Task brief: List every username that posts a message in the New Jersey Transit forum thread below.

Source excerpt:
# New Jersey Transit questions



## Steve4031 (Jan 28, 2008)

Ill be going to NYC on the weekend of 2/15 to 2/18 and may be using different combinations of NJT.

I will be staying at the Hilton Newark penn station. My first question is: Where is the Newark light rail station? I stayed in this area before, and don't recall ever seeing signs or evidence of the light rail.

How is the secacus junction station set up for the transfer when one is going from Newark Penn station to Hoboken and vice versa?

Is it faster to take the light rail over to Newark broad street and then go to hoboken?

If I only had time for a trip on one NJT line on the weekend, what is the most interesting line to take?

Thanks.


----------



## Green Maned Lion (Jan 28, 2008)

Steve4031 said:


> Ill be going to NYC on the weekend of 2/15 to 2/18 and may be using different combinations of NJT.
> 
> I will be staying at the Hilton Newark penn station. My first question is: Where is the Newark light rail station? I stayed in this area before, and don't recall ever seeing signs or evidence of the light rail.
> 
> ...


The subway runs out of Newark Penn, as does the Light Rail. As for why you didn't see it, its brand new as of '06.


----------



## Steve4031 (Jan 28, 2008)

Thanks for the info. I was last in the area in january of 2006. I take it the entrances will be marked, and it will be possible to find them from the main part of Newark Penn station.


----------



## NJCoastExp (Jan 28, 2008)

Steve

just do either part of Sunday itinerary from BARF 2008. And on weekends is faster (and also cheaper) to take PATH that NJT from NWK to HOB. If you take NJT you have min 30 minute wait at the JCT. And trains from Broad St run every 2, sometimes 3 hours.


----------



## AlanB (Jan 28, 2008)

Green Maned Lion said:


> Steve4031 said:
> 
> 
> > Ill be going to NYC on the weekend of 2/15 to 2/18 and may be using different combinations of NJT.
> ...


The subway is the light rail, both the original line and the new line use light rail cars. The PCC's having been retired for many years now. 

Steve, if you opt to ride the Newark City Subway to either destination, just look for the McDonalds in Newark's Penn Station. If you walk towards the McDonalds, you'll find that the stairs for the subway are just to the left of the McD's entrance. It is a nice little ride and you need a validated ticket to ride.

Records of labeled points
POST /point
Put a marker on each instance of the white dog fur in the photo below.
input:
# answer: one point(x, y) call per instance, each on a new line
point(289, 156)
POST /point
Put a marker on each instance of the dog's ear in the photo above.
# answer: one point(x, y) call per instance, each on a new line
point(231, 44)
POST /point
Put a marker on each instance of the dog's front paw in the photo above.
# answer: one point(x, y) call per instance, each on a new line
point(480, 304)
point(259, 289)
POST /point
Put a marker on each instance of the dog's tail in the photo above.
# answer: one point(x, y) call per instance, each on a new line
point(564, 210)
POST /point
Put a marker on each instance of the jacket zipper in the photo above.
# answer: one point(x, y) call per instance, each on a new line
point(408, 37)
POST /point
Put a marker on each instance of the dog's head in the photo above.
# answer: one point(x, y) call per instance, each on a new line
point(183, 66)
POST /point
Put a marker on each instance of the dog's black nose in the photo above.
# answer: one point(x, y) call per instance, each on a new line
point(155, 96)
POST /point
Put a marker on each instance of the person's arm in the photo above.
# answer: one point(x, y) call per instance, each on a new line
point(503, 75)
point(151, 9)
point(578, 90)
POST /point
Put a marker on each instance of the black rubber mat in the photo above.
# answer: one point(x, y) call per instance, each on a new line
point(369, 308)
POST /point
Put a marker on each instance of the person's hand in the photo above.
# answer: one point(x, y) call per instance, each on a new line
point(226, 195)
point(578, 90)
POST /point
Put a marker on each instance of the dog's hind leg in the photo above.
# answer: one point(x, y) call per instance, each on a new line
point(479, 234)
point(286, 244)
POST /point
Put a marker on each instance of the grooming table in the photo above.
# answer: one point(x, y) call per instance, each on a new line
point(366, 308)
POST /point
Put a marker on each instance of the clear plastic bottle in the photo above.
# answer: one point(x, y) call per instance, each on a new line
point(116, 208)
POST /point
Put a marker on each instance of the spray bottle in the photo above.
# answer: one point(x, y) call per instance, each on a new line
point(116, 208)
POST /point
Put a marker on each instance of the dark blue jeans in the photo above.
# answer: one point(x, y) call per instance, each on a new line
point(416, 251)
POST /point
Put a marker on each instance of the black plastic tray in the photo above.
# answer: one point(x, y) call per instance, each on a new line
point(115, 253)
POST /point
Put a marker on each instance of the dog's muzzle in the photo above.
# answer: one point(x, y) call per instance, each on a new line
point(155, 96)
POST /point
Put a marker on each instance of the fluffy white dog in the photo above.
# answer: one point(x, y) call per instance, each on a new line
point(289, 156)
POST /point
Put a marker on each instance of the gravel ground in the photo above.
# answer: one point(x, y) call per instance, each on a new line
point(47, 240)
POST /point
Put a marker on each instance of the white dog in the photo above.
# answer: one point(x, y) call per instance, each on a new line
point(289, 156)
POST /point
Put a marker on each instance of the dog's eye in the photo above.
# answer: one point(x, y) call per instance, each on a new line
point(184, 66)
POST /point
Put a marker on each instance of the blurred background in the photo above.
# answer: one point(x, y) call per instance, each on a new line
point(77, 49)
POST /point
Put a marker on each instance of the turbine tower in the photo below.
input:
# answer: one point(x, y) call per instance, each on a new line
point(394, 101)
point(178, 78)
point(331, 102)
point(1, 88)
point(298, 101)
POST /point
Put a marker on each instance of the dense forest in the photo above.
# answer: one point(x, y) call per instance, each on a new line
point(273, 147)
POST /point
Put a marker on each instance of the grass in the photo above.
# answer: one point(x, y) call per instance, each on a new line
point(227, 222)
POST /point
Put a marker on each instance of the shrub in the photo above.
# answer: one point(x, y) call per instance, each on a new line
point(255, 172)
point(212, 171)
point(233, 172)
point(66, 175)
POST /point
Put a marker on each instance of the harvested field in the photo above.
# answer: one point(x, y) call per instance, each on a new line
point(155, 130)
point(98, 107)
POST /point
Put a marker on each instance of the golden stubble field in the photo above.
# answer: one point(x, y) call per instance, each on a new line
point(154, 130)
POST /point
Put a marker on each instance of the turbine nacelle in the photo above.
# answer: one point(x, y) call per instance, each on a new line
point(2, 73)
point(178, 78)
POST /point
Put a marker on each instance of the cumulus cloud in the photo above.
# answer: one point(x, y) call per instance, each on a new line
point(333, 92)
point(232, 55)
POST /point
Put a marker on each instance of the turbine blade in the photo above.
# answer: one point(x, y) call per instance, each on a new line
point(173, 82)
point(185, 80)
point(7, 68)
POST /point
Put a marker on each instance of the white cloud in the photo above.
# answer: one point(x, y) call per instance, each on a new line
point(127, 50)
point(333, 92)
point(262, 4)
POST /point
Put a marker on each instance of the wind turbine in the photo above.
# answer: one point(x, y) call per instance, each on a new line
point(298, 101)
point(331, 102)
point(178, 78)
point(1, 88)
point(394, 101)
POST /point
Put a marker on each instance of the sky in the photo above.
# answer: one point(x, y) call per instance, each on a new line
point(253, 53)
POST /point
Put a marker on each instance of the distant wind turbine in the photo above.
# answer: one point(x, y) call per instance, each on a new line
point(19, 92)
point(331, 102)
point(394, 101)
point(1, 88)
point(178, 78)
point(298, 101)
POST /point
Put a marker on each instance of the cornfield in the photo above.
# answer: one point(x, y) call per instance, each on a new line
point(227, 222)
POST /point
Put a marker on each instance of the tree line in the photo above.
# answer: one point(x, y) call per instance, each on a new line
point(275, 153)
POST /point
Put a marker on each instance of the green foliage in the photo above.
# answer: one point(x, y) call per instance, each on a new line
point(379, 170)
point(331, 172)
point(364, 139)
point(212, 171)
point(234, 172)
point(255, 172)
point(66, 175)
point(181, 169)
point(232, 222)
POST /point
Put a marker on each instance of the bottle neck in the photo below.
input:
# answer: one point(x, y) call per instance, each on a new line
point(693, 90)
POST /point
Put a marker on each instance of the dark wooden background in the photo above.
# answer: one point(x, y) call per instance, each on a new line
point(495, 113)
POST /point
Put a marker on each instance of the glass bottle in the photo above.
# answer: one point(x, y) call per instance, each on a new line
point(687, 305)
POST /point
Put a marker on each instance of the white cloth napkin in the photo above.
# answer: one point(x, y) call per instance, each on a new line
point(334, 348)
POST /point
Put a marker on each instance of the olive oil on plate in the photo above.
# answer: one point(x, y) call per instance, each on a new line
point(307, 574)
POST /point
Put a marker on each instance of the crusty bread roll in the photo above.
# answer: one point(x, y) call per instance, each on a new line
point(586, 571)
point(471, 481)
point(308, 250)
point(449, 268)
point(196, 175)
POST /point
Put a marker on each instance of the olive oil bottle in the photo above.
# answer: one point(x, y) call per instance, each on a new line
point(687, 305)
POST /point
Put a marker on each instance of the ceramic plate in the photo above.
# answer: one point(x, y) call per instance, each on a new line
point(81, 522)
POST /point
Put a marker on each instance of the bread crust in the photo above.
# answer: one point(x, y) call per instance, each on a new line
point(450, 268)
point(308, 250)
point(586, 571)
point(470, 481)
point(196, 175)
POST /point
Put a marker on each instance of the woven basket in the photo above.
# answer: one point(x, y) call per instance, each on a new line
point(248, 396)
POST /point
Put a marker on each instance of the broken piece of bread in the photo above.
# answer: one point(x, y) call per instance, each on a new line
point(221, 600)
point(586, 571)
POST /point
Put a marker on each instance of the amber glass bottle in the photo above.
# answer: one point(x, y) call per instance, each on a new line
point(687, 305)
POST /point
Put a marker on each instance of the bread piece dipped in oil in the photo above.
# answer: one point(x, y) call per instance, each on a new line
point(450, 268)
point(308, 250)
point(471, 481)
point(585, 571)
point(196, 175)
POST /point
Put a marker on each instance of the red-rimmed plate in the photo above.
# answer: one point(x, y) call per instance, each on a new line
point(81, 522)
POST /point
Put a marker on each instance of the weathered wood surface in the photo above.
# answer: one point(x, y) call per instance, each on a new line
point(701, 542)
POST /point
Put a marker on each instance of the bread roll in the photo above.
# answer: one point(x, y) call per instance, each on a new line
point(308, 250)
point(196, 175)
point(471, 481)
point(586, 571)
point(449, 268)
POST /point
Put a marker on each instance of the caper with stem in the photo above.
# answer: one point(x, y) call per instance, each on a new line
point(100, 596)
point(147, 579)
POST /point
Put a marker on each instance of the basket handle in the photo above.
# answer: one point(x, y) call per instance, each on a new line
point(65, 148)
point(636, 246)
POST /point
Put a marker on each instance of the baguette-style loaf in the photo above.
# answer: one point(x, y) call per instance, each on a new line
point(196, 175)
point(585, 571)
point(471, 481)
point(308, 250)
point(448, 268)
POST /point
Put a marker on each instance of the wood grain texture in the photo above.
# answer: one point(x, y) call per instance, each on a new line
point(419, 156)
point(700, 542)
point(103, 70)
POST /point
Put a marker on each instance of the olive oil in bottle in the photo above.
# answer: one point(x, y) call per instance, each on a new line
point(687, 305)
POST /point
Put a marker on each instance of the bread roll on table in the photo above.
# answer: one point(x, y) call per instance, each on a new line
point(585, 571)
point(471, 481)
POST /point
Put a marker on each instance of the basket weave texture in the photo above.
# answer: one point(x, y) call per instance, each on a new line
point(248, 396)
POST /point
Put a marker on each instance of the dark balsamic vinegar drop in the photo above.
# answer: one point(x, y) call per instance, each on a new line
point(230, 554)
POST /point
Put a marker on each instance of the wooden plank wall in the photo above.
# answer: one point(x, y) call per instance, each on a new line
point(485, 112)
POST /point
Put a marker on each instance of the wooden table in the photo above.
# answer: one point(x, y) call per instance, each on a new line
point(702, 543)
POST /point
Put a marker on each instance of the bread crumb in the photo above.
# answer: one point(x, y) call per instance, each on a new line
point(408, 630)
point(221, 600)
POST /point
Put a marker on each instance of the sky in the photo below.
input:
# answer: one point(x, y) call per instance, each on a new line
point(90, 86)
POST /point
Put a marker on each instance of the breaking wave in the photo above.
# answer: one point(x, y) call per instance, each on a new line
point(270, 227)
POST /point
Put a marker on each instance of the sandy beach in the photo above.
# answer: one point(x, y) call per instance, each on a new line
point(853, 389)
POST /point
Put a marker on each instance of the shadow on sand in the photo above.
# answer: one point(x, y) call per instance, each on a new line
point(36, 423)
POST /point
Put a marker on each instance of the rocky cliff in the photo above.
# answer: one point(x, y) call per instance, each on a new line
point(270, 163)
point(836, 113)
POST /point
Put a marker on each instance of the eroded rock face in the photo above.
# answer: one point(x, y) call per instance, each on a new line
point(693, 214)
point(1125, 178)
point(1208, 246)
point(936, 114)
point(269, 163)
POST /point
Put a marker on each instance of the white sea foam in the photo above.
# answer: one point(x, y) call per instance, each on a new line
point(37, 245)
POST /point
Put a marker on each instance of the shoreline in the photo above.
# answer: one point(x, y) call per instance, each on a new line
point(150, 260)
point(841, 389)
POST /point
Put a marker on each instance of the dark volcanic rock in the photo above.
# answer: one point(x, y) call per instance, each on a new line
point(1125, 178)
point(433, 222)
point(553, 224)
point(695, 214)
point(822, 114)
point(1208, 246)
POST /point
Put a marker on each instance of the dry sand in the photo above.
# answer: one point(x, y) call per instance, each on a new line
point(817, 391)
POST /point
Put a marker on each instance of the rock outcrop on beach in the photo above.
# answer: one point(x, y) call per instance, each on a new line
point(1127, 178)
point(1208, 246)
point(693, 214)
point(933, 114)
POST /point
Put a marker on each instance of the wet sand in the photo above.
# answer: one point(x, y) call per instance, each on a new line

Response to this task: Steve4031, Green Maned Lion, NJCoastExp, AlanB